## Start Document extract

Understanding it would take some time to develop new Aston Martin products, they bought Tickford to develop automotive products for other companies. Products included a Tickford Austin Metro, a Tickford Ford Capri and even Tickford train interiors, particularly on the Jaguar XJS. Pace continued sponsoring racing events, and now sponsored all Aston Martin Owners Club events, taking a Tickford engined Nimrod Group C car owned by AMOC President Viscount Downe, which came third in the Manufacturers Championship in both 1982 and 1983. It also finished seventh in the 1982 24 Hours of Le Mans race. However, sales of production cars were now at an all time low of 30 cars produced in 1982.

## End Document extract
## Start Data rows

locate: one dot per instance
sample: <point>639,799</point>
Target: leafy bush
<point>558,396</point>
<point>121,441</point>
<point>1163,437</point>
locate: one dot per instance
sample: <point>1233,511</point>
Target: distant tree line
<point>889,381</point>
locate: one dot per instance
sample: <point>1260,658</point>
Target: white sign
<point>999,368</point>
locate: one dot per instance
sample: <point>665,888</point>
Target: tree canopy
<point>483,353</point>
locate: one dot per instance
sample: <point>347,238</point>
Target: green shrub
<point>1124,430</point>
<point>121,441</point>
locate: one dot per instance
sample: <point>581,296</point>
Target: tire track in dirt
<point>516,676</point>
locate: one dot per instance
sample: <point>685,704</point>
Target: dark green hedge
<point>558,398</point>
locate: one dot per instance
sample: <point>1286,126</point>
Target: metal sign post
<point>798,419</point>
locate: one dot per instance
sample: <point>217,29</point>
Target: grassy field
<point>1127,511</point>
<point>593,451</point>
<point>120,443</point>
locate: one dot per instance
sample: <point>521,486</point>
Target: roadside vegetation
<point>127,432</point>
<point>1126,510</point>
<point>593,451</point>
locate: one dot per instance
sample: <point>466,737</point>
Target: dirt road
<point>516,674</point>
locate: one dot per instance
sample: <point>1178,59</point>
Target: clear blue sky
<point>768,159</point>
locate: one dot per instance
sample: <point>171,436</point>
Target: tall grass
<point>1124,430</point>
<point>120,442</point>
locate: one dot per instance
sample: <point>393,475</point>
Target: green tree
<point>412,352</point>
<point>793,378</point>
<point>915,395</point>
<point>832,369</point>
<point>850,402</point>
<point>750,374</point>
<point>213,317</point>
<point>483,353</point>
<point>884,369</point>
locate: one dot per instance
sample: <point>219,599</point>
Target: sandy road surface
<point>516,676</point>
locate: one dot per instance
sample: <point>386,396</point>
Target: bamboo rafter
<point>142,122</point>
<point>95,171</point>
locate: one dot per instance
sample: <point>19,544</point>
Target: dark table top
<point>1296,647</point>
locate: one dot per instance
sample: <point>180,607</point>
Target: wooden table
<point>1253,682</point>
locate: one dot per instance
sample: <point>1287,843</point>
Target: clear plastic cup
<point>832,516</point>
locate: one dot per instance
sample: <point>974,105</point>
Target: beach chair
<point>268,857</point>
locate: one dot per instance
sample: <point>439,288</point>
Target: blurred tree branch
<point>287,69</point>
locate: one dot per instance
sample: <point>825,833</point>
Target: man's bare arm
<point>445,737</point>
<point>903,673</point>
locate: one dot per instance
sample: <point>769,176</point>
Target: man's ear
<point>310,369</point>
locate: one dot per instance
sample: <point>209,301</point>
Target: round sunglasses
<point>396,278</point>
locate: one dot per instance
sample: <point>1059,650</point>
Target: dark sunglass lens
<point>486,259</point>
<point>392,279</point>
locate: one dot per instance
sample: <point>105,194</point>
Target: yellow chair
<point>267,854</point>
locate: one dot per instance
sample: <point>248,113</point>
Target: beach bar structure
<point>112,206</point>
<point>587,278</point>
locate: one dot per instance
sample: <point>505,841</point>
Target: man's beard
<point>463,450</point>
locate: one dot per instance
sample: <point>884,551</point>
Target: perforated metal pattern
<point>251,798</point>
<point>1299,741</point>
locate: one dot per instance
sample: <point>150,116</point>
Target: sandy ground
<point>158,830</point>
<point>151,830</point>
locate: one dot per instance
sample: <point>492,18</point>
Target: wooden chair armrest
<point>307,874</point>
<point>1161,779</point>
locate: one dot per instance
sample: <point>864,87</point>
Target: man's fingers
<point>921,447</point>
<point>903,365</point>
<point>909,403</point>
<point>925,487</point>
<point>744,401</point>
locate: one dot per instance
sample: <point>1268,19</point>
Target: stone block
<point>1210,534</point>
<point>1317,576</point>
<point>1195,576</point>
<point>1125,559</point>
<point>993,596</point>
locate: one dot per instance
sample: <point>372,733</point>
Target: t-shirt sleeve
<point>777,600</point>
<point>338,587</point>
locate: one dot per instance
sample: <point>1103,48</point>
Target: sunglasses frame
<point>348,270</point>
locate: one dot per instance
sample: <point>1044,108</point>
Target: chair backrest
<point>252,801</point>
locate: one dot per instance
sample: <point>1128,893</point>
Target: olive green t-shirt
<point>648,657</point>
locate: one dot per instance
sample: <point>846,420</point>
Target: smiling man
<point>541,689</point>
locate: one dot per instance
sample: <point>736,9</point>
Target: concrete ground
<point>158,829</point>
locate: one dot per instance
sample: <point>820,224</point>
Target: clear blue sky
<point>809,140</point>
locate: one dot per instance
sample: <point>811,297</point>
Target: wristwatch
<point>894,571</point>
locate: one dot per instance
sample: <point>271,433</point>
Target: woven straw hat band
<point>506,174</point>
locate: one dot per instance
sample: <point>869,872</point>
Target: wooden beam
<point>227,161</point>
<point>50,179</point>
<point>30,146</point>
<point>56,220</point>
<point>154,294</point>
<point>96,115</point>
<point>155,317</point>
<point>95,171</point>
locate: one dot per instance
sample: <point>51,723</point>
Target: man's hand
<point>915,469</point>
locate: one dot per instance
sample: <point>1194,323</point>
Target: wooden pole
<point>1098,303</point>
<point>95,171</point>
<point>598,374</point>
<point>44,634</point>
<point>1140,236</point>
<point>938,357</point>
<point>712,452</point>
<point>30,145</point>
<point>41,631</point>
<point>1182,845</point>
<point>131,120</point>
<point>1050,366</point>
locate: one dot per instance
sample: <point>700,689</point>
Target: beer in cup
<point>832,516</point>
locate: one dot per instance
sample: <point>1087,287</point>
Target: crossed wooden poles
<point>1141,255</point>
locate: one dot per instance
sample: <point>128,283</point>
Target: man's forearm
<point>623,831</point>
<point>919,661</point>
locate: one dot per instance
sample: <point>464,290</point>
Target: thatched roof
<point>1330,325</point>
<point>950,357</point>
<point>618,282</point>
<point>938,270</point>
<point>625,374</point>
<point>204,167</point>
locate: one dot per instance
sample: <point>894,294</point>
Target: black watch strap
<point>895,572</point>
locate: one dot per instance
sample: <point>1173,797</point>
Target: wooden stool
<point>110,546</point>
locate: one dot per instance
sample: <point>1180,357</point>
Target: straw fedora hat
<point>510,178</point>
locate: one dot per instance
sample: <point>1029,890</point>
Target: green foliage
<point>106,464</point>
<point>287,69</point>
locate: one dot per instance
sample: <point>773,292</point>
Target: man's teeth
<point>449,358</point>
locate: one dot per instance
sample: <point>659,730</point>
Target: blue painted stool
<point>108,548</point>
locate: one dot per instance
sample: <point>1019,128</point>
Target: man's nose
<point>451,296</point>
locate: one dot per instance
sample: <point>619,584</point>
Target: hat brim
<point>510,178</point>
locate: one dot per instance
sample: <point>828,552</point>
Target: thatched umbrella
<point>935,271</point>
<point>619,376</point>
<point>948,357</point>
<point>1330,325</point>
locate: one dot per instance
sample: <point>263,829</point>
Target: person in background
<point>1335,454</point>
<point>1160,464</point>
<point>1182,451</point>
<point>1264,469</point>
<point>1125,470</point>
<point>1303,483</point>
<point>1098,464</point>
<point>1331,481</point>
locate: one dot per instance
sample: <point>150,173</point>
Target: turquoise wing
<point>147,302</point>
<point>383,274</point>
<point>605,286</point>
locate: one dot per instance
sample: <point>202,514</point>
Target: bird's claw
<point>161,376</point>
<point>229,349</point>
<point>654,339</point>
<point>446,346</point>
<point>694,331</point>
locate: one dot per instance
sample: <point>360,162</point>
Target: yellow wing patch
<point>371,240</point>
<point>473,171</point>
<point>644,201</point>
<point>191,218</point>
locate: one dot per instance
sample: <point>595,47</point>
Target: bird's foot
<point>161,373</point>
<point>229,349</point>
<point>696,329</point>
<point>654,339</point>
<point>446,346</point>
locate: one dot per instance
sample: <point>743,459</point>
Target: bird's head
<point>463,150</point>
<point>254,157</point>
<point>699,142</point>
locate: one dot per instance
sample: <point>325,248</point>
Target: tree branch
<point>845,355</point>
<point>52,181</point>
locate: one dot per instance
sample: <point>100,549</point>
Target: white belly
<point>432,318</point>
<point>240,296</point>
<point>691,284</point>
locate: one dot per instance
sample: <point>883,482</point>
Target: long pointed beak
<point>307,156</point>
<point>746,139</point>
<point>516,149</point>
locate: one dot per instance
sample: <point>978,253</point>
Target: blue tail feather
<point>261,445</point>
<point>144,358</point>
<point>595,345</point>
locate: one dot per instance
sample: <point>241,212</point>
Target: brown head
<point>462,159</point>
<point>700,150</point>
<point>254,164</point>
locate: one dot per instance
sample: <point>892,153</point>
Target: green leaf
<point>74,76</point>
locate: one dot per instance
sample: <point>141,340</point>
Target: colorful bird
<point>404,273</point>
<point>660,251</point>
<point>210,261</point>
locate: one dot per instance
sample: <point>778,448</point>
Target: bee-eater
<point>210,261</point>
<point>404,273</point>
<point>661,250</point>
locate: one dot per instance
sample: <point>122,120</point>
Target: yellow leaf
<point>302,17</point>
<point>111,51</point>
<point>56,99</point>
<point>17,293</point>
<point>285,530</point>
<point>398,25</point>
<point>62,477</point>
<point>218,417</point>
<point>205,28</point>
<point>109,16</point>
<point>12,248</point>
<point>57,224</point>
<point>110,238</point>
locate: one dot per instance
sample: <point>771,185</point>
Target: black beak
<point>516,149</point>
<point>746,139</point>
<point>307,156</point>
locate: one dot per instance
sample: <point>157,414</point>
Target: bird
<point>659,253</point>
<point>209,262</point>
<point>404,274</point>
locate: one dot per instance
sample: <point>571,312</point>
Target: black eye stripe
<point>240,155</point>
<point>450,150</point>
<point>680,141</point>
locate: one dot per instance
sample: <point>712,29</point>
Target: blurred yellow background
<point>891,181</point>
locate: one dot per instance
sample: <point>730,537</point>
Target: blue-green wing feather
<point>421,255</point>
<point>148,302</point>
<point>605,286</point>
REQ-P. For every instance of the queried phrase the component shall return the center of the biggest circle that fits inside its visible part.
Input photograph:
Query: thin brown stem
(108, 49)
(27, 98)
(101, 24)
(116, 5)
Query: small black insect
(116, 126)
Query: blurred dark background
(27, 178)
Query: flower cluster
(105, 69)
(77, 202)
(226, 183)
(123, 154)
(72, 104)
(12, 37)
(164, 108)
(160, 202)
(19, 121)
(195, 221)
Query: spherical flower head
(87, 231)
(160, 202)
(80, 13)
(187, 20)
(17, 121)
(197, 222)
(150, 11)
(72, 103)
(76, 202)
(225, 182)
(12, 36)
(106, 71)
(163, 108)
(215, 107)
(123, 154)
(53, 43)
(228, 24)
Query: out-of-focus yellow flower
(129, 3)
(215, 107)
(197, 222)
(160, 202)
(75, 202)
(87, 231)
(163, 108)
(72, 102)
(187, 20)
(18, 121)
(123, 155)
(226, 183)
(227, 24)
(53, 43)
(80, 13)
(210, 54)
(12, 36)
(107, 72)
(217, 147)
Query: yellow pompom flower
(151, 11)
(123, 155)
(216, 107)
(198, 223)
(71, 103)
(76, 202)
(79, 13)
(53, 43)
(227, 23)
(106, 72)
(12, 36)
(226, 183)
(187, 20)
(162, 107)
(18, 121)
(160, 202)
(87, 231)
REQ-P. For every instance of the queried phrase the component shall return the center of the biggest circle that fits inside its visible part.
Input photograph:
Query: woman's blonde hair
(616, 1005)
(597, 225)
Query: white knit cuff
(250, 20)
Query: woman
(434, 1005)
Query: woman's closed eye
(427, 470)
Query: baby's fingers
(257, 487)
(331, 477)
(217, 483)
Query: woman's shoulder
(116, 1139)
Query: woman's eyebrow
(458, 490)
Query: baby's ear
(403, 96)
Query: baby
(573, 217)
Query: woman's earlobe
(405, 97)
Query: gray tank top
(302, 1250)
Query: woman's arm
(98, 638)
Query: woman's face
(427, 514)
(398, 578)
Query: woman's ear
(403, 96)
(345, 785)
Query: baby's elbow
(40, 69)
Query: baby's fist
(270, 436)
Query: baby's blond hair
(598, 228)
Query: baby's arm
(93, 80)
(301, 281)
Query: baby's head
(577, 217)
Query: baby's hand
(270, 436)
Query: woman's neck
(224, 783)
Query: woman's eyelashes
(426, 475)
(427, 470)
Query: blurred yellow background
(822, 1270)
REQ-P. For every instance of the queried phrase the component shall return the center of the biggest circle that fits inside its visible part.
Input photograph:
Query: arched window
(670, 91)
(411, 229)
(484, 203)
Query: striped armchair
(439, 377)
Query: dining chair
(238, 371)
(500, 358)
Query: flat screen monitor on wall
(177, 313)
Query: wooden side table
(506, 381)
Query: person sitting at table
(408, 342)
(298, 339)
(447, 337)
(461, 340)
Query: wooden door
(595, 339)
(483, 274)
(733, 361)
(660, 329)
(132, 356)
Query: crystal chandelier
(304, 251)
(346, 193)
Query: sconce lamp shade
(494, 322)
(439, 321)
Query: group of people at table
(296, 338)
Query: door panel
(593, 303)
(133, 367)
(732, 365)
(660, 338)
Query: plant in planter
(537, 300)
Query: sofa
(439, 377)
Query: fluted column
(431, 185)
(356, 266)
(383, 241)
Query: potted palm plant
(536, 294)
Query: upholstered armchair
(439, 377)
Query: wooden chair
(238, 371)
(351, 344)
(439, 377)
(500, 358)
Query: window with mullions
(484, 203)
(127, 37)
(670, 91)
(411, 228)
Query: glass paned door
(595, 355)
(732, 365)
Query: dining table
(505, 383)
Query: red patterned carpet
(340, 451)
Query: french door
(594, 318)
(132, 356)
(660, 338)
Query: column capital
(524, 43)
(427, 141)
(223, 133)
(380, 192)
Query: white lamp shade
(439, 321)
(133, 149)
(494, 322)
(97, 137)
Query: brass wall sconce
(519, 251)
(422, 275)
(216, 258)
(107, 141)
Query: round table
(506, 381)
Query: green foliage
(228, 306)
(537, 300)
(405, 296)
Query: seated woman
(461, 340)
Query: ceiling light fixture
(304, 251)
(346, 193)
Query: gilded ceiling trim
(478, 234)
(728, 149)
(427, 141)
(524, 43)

## End Data rows

(What this exercise asks)
(a) According to the Aston Martin passage, where did the Nimrod Group C car finish in the 1982 24 Hours of Le Mans?
(b) Output the part of the Aston Martin passage between "Understanding it would" and "produced in 1982.", inclusive.

(Complete answers)
(a) Seventh.

(b)
Understanding it would take some time to develop new Aston Martin products, they bought Tickford to develop automotive products for other companies. Products included a Tickford Austin Metro, a Tickford Ford Capri and even Tickford train interiors, particularly on the Jaguar XJS. Pace continued sponsoring racing events, and now sponsored all Aston Martin Owners Club events, taking a Tickford engined Nimrod Group C car owned by AMOC President Viscount Downe, which came third in the Manufacturers Championship in both 1982 and 1983. It also finished seventh in the 1982 24 Hours of Le Mans race. However, sales of production cars were now at an all time low of 30 cars produced in 1982.